Exercise prompt:
Rewrite the listing below in full, request line included, and shift every bounding-box coordinate in the answers up by 82. Leave the numbers in the request's sample format unchanged.

Data supplied:

------------------------

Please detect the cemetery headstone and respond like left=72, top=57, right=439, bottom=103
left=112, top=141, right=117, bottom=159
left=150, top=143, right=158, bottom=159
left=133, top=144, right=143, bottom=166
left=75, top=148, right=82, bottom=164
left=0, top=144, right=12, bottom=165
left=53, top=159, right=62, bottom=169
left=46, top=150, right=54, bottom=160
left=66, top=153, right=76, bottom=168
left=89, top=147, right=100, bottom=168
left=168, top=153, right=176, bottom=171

------------------------

Response to the task:
Please detect the cemetery headstone and respond like left=72, top=57, right=439, bottom=103
left=194, top=223, right=199, bottom=241
left=232, top=225, right=240, bottom=241
left=215, top=226, right=225, bottom=248
left=157, top=230, right=164, bottom=246
left=82, top=226, right=94, bottom=247
left=135, top=241, right=144, bottom=251
left=128, top=232, right=136, bottom=242
left=148, top=235, right=158, bottom=250
left=171, top=229, right=182, bottom=250
left=250, top=235, right=258, bottom=253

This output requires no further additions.